ブルースは19世紀後半にアメリカ深南部で奴隷としてアフリカから連れてこられたアフリカ系アメリカ人とその子孫から生まれた音楽・楽式の一種であり、当時の人々の苦しく切ない心の叫びが生み出す音楽であった。初期のブルースの歌詞としては以下のようなシンプルなものとなる。
今朝目を覚ましたら俺のブルースが 人間みたいに歩いていたぜ 今朝目を覚ましたらおれのブルースが 人間みたいにあるいていたんだ なぁブルースさんよ 右手を出しなよ 今朝、手紙を受け取ったよ おれは手紙を読んだ 今朝、手紙を受け取ったよ おれは手紙を読んだ マディ・ウォーターズよ 家に帰った方がいいよ おまえの恋人が死んだぜ
ブルース「BLUES」はブルーな気分、悲しみや落ち込みという意味があり、パーソナル・コメンタリー(自分自身の魂の叫び)を歌う音楽となる。後にブルースから生まれるジャズはよりソティスフィケイテッドされソーシャル・コメンタリー(社会の言葉)と呼ばれるものとなり、同様にブルースから生まれたロックはそのエネルギッシュな部分が強められ他ものとなっていく。

> 図形ラベル付けの項目
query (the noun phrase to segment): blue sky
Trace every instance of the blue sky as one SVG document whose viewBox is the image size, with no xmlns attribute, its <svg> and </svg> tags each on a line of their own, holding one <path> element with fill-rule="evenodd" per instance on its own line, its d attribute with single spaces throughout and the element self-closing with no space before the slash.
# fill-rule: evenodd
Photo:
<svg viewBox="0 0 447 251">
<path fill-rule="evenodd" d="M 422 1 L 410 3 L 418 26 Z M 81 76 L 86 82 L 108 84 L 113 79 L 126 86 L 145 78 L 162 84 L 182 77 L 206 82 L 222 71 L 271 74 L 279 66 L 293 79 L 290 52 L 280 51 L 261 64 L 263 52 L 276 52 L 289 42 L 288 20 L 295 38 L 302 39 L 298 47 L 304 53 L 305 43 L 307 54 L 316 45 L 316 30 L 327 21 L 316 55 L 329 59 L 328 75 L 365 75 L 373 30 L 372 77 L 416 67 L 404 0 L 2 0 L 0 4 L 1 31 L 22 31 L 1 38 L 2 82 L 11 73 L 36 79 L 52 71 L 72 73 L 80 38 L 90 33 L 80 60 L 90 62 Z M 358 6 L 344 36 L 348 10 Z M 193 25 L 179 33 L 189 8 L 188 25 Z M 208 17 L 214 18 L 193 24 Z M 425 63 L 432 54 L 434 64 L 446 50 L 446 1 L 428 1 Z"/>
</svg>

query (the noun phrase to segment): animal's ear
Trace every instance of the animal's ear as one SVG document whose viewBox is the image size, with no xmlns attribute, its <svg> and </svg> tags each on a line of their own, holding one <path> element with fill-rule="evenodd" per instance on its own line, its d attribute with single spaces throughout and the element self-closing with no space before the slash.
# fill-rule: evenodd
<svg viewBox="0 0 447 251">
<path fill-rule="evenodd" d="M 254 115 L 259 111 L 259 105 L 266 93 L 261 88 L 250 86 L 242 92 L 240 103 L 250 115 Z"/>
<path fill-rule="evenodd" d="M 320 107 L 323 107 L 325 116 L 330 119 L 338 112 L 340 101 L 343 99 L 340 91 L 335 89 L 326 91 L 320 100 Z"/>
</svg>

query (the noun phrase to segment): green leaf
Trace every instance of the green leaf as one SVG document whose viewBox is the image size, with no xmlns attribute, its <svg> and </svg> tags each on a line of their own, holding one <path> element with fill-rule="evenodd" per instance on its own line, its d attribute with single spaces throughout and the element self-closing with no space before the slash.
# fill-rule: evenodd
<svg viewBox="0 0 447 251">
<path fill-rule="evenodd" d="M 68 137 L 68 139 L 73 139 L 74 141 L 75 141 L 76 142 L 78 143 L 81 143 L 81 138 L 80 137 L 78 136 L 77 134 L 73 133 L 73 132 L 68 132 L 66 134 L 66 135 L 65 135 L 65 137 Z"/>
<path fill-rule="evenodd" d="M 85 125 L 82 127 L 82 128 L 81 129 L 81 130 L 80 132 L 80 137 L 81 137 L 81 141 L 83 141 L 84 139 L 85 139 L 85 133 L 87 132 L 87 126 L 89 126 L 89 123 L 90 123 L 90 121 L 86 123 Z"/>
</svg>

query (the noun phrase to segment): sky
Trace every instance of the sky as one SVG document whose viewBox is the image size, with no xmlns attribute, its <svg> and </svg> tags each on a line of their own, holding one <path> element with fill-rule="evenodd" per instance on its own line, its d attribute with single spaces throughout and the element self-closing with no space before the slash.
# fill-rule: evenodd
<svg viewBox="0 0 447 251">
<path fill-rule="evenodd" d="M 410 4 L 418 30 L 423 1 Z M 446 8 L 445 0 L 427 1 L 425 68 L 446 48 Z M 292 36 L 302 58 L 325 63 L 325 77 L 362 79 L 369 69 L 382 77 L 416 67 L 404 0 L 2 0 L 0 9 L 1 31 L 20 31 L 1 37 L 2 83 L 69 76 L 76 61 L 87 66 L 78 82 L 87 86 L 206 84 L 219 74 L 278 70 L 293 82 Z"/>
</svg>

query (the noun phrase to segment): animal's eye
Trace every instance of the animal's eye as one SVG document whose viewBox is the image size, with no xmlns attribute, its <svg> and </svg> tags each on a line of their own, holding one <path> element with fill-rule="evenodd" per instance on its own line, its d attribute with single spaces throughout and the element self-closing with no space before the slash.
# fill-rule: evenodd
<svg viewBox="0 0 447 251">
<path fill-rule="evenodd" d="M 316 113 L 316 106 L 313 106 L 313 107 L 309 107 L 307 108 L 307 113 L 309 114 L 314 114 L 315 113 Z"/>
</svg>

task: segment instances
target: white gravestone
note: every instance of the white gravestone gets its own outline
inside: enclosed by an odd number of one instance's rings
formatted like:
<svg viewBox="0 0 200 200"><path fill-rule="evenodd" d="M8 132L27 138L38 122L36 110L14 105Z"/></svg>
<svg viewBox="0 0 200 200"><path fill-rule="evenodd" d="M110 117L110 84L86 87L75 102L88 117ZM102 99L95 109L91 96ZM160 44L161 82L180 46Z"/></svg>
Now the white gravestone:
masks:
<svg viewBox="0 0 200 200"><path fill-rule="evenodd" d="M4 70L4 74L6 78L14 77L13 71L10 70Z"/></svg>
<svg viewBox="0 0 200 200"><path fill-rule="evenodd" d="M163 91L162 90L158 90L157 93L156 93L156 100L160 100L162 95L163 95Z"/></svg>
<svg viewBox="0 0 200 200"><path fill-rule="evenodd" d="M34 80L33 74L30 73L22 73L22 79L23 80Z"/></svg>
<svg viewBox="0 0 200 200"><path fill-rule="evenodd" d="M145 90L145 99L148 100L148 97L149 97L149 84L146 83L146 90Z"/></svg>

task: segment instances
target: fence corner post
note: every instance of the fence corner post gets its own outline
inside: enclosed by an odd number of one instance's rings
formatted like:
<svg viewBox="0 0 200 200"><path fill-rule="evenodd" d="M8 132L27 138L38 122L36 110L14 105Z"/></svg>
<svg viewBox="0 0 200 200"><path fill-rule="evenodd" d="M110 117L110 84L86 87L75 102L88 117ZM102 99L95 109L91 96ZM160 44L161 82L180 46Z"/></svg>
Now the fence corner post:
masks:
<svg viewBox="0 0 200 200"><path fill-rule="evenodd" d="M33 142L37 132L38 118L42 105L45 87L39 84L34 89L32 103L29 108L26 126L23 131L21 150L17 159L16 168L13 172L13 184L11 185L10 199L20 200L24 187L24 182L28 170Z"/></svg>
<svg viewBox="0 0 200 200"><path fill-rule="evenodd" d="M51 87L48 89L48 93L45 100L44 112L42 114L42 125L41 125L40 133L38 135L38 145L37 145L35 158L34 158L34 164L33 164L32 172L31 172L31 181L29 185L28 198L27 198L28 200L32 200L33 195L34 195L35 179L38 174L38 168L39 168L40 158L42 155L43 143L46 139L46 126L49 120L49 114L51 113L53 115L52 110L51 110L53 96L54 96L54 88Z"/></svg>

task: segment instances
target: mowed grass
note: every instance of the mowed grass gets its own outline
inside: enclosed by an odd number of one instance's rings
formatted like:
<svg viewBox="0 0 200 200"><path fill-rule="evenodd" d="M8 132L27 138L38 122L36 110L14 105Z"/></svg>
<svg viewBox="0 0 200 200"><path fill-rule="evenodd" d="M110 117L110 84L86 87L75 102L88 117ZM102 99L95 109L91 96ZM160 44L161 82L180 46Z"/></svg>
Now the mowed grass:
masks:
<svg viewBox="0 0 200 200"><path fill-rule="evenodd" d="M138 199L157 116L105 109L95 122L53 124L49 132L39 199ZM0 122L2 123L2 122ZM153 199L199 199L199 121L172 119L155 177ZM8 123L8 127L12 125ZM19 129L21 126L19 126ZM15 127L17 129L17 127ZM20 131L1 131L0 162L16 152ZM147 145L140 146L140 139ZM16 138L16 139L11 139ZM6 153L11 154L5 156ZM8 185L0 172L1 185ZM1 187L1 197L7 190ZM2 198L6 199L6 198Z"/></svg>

> やること
• a. ブルースについての文章によると、ブルースは19世紀後半にどこで生まれましたか。
• b. ブルースについての文章にある「ブルース「BLUES」はブルーな気分、悲しみや落ち込みという意味があり、パーソナル・コメンタリー(自分自身の魂の叫び)を歌う音楽となる。」を英語に訳してください。
• c. ブルースについての文章の続きを、最後の文の後から書き足してください。

> 解答
• a. アメリカ深南部です。

• b. "Blues" carries the meaning of a blue mood, sadness or feeling down, and it is music that sings personal commentary (the cry of one's own soul).

• c.
ブルースは黒人霊歌・フィールドハラー、ワーク・ソングから生まれたものと言われている。ブルースの演奏者は貧しかったため、その演奏スタイルは比較的手に入れやすかったギターを用いたアコースティックギターによる弾き語りスタイルが主となっていた。
ブルースの特徴
アメリカでは1640年から1865年まで(日本では江戸自体にあたる)合法的に奴隷制度があって、アフリカから奴隷商人によって多くの黒人がアメリカに連れてこられた。ブルースは黒人奴隷たちが畑仕事など貧しく過酷な労働を余儀なくされ、苦労の中で故郷を想い、故郷の旋律で歌を歌っていたことが始まりとされている。
初期のブルースは、アフリカから持ち込んだコール&レスポンス、黒人霊歌、教会旋法が使われた讃美歌のメロディなどの要素全てが合わさったものと言われている。
コール&レスポンス(呼びかけと応答)形式の音楽は、ワークソング、フィールドハラーなどとも呼ばれ、労働時のかけ声のような感じで歌われていたもの(ワークソング)、各々が別の場所で働く場で歌われたもの(フィールドハラー)など、労働の中での歌や厳しい生活を忘れるためのものであった。
これに、キリスト教に出会った黒人らが、神が必ず救い出して下さるという信仰によってつくりあげた歌唱スタイルが、黒人霊歌となり、さらに、キリスト教の古い讃美歌、中でも特に18世紀イギリスの(非国教会の)牧師で讃美歌作家だったアイザック・ウォッツの作った讃美歌を融合させたものが多く見られる。これら初期のアメリカではヨーロッパ(特に”街道をゆく アイルランド紀行(1) 英国の旅“や”街道をゆく アイルランド紀行(1) アイルランド“で述べたようにイギリスやアイルランド)の影響を受けている。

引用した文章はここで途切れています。